However, it must be noted that the factorial structure of the German version does not perfectly match the original English version. The method of choice to prove the similarity of the factorial structure would certainly have to be a confirmatory factor analysis [30]. This method was deliberately not applied in the present study due to methodological reasons. A different exploratory approach was chosen that, on the one hand, seems to be more appropriate for the data - with respect to the inter-factor correlations and the considered variances - but, on the other hand, distinctly limits the comparison of the findings with the results from Wiklund et al. [18]. The employed factorial analysis resulted in four instead of five factors and raises concerns over whether the five-factorial structure found in the English original and the associated interpretation of the scales should be adjusted. It may be advisable to initially focus on the value of the entire RDF and to subsequently define the exact scale structure and compile indications of its interpretation, only after a further validation sample.

Despite the scale structure that still needs to be investigated, the RDF can certainly be recommended for its application in a screening procedure. However, in order to ensure a meaningful implementation in daily clinical practice or in general practitioner practices, it would be reasonable to define cut-off-values. This would require a larger sample of IBS patients, which would also be necessary to determine the extent to which the questionnaire is suitable to assess the subjective and additionally the objective degree of IBS. A comparison with the currently used severity scores in daily clinical practice would be particularly important. Such a comparison would also establish to what extent the RDF can be meaningfully implemented to document the (subjective) progression of IBS and if it should be included in the standard therapy plan.

- _Referring expression data_:

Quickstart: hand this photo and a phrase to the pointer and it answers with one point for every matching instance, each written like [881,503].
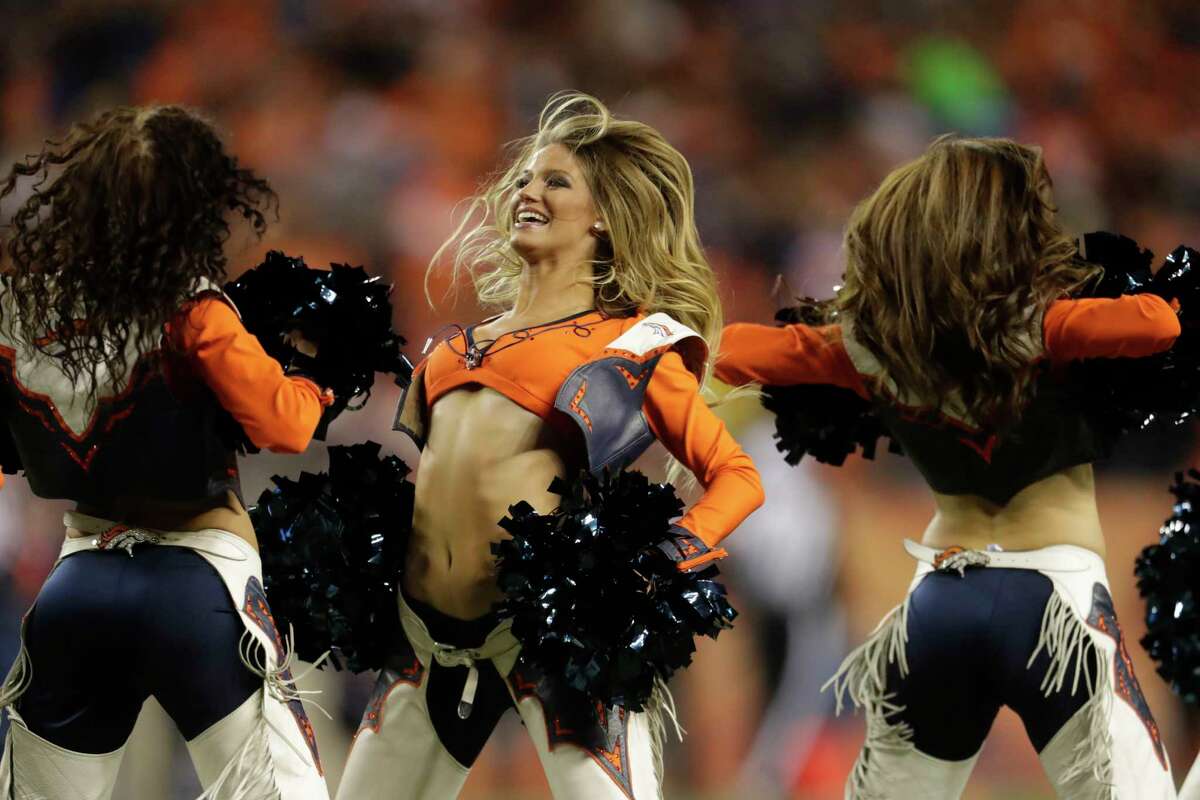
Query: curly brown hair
[949,266]
[127,214]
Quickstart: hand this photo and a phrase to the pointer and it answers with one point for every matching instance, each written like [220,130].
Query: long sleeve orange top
[529,366]
[1093,328]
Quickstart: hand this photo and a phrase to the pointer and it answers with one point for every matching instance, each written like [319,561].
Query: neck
[551,289]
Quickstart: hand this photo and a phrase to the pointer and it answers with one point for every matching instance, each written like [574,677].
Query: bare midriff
[223,513]
[483,453]
[1056,510]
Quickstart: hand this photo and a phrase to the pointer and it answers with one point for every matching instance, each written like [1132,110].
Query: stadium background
[373,119]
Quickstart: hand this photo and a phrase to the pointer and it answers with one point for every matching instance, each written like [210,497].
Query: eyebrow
[552,170]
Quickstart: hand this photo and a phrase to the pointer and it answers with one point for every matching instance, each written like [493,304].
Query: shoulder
[647,336]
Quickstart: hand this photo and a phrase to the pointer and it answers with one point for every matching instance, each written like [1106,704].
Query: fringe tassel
[255,656]
[863,674]
[659,711]
[881,735]
[253,769]
[19,677]
[863,677]
[1068,644]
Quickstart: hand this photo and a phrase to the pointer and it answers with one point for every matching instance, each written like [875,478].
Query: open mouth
[531,218]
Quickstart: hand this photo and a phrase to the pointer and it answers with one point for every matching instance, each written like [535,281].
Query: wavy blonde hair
[949,266]
[649,260]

- _Problem to solve_:
Answer these questions from the RDF text:
1. How many factors did the factorial analysis of the German version produce?
2. Which method does the text name as the method of choice to prove that the factorial structures are similar?
3. What does the text say would be reasonable to define for meaningful use of the RDF in daily clinical practice or general practitioner practices?

- _Solution for this problem_:
1. Four factors, instead of five.
2. A confirmatory factor analysis.
3. Cut-off values.